## Text block
━━━━━━━━━━━━━━━━━━━━
Chapter 5 examines indeterminacy in translation, a concept developed by Quine
(1960), and reworked many times since in translation theory. Here, Tymoczko
is writing from the perspective of translating the "dead" language of early
Irish texts. She opens with a devastating critique of the imperialism in Quine's
thought experiments on the translation of "jungle" (146-50), commenting
at one point that "If allowed to stand or if accepted, Quine's thesis of radical
indeterminacy by extension absolves metropolitan or dominant-culture investigators
of "jungle" from the necessity of paying close attention to their subject, from
any serious commitment to relating to other cultures on their own terms, and
from any committed attempt at precise communication" (149). This central chapter
lays out the problematic of translating from a real, although long dead, language
(early Irish rather than Quine's hypothetical language), and shows how and why
translation from such a language will inevitably be indeterminate, with each
translation creating meaning, "each [translator] building on the insights
or revisiting decisions of predecessors" (155). These comments on indeterminacy
in translation apply not only to ancient Irish writings but to the reading and
rewriting of any literary text, since "no literary text is ever fully determinate
or closed, permitting only one reading" (156). Yet, in the case of dead or distant
languages/cultures, the larger problem of indeterminacy of knowledge, including
scientific knowledge, arises. In such situations, meaning may emerge through
translation; and while this is inevitable as translators relie on earlier versions
and interpretations, Tymoczko points out that radical versions of indeterminacy
in translation à la Quine may give license to represent subaltern source
texts in ways that benefit dominant cultures. Translation in such cases plays
into the power dynamics between cultures, and Tymoczko asks whether a case cannot
or should not be made for a certain determinacy of translation, an evaluation
of translations according to specified parameters established by the principle
domains of scientific and cultural investigation, among others descriptive translation
studies, polysystem theory, and the humanistic disciplines.
━━━━━━━━━━━━━━━━━━━━
## Your tasks
#1 Present the records from the line containing "Mark one point per instance of the black wing" through the end of the records as a numbered list, omitting any blank lines.
#2 Write the next part of the passage on indeterminacy in translation, starting right after its final sentence.

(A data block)
━━━━━━━━━━━━━━━━━━━━
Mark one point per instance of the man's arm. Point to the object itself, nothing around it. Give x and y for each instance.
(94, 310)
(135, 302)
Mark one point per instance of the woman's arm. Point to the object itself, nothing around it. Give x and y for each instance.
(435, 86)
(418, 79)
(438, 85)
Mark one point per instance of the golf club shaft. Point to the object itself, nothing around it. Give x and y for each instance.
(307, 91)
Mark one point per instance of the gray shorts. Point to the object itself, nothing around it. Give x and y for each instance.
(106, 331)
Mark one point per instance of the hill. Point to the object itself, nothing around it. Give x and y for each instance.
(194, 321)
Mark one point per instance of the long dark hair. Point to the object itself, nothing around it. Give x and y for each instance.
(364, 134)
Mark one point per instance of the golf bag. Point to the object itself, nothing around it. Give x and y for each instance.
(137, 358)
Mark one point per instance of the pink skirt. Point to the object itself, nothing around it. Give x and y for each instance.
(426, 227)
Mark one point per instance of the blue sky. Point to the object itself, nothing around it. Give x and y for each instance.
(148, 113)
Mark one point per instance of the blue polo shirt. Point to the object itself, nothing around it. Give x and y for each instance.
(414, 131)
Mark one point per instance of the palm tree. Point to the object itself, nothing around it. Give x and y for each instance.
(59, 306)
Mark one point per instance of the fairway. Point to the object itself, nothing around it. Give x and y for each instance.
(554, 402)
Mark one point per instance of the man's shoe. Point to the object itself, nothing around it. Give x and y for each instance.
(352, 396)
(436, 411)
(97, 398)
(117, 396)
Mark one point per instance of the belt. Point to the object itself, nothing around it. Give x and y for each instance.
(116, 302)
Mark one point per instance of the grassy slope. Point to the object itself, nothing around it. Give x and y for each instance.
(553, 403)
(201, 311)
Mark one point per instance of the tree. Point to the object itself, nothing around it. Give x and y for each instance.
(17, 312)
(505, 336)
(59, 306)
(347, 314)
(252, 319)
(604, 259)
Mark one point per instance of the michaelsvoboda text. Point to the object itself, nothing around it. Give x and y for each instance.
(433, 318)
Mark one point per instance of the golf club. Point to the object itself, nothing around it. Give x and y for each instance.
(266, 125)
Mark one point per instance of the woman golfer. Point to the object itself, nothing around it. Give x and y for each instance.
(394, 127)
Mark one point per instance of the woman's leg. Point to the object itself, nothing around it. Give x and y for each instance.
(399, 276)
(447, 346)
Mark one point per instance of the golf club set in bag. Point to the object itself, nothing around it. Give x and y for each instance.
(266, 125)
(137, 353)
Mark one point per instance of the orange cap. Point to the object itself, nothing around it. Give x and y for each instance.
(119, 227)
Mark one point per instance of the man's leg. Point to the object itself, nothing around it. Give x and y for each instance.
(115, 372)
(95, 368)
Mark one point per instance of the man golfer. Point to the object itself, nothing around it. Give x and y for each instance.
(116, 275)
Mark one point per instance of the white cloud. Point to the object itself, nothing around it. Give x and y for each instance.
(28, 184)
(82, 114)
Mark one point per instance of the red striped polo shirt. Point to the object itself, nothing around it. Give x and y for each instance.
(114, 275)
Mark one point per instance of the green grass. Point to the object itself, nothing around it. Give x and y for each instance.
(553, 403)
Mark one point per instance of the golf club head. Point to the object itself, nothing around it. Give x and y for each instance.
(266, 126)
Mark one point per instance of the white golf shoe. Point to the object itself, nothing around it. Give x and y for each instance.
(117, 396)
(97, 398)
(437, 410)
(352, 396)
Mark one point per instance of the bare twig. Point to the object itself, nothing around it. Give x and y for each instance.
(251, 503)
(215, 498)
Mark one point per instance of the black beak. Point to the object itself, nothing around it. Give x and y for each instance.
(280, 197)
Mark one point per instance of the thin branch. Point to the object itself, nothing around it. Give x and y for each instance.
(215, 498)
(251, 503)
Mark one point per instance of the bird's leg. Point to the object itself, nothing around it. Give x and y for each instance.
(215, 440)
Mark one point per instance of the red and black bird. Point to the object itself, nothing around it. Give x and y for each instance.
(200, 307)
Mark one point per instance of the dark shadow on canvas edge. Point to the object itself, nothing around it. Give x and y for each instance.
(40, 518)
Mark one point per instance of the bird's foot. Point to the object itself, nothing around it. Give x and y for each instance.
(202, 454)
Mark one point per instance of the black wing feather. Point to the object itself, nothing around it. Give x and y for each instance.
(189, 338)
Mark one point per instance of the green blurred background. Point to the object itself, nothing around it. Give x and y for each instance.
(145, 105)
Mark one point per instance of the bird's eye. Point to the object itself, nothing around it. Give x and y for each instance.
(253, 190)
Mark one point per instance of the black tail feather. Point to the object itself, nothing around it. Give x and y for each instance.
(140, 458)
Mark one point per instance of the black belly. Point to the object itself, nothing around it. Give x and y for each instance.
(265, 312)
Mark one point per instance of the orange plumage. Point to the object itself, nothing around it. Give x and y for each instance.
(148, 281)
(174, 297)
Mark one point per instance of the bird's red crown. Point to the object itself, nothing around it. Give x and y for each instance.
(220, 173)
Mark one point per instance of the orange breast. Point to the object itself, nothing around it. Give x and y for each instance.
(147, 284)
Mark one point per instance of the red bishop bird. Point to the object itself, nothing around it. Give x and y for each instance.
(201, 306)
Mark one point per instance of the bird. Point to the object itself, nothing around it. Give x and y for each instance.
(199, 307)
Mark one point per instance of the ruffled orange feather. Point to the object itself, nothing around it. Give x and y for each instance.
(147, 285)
━━━━━━━━━━━━━━━━━━━━
## Answers below
#1
1. Mark one point per instance of the black wing feather. Point to the object itself, nothing around it. Give x and y for each instance.
2. (189, 338)
3. Mark one point per instance of the green blurred background. Point to the object itself, nothing around it. Give x and y for each instance.
4. (145, 105)
5. Mark one point per instance of the bird's eye. Point to the object itself, nothing around it. Give x and y for each instance.
6. (253, 190)
7. Mark one point per instance of the black tail feather. Point to the object itself, nothing around it. Give x and y for each instance.
8. (140, 458)
9. Mark one point per instance of the black belly. Point to the object itself, nothing around it. Give x and y for each instance.
10. (265, 312)
11. Mark one point per instance of the orange plumage. Point to the object itself, nothing around it. Give x and y for each instance.
12. (148, 281)
13. (174, 297)
14. Mark one point per instance of the bird's red crown. Point to the object itself, nothing around it. Give x and y for each instance.
15. (220, 173)
16. Mark one point per instance of the orange breast. Point to the object itself, nothing around it. Give x and y for each instance.
17. (147, 284)
18. Mark one point per instance of the red bishop bird. Point to the object itself, nothing around it. Give x and y for each instance.
19. (201, 306)
20. Mark one point per instance of the bird. Point to the object itself, nothing around it. Give x and y for each instance.
21. (199, 307)
22. Mark one point per instance of the ruffled orange feather. Point to the object itself, nothing around it. Give x and y for each instance.
23. (147, 285)

#2
13. The three chapters that follow this central piece focus
on three specific questions regarding the representation of the texts of colonized
peoples and minority cultures through translation. Levels of determinacy in
translation and their reflection/refraction of patterns of difference are at
the heart of the matter. Chapter 6 examines the representation of culture, using
theoretical perspectives offered by Bourdieu and contrasting three translation
strategies employed for the translation of early Irish writings - an assimilationist
strategy, a dialectical strategy and an ostensive strategy. Tymoczko looks at
concepts, beliefs and practices central to the idea of Irish culture, and displayed
in the attributes ascribed to the heroic Cú Chulainn, discusses their
historical provenance and significance as well as their continued existence
in the culture today, and then examines the translations of these concepts in
three different periods, ending with the "decolonized" translation strategy
used in Thomas Kinsella's 1969 The Táin. Chapter 7 studies the
translation of humour, which, always difficult, is not made easier in a dead
or archaic language. Hinging on orality, on puns and wordplay, neologism, parody,
and literary play in general, forms of the comic have their referential basis
in the oral, literary and material culture of their time. Tymoczko provides
and discusses many early Irish text excerpts where 20th century readers may
miss, be baffled by, or simply misunderstand the source text humour. She dscribes
humour as instantiating the broadest sort of cultural patterns that face translators,
and drawing parallels between Thomas Kuhn's argument about scientific paradigms
and humour as a cultural paradigm, she refers to polysystem theory yet moves
beyond its parameters to study the ideological and political issues and the
moral conventions that have interfered with the translation of early Irish humour
into English. In Chapter 8, "The Names of the Hound," Tymoczko addresses the
problem of translating proper names in a colonial setting. In the Irish play
"Translations," by Brian Friel (1980), the re-naming of Irish place names provides
one of the most bitter accounts of the connection between imperialism and naming,
raising translation issues for the general public. Tymoczko enlarges on these,
citing the "information load" in proper names, their semantic, semiotic, sociolinguistic
significances which indicate tribal and family affiliations, and give information
about class and gender as well as racial, ethnic, national, and religious identity.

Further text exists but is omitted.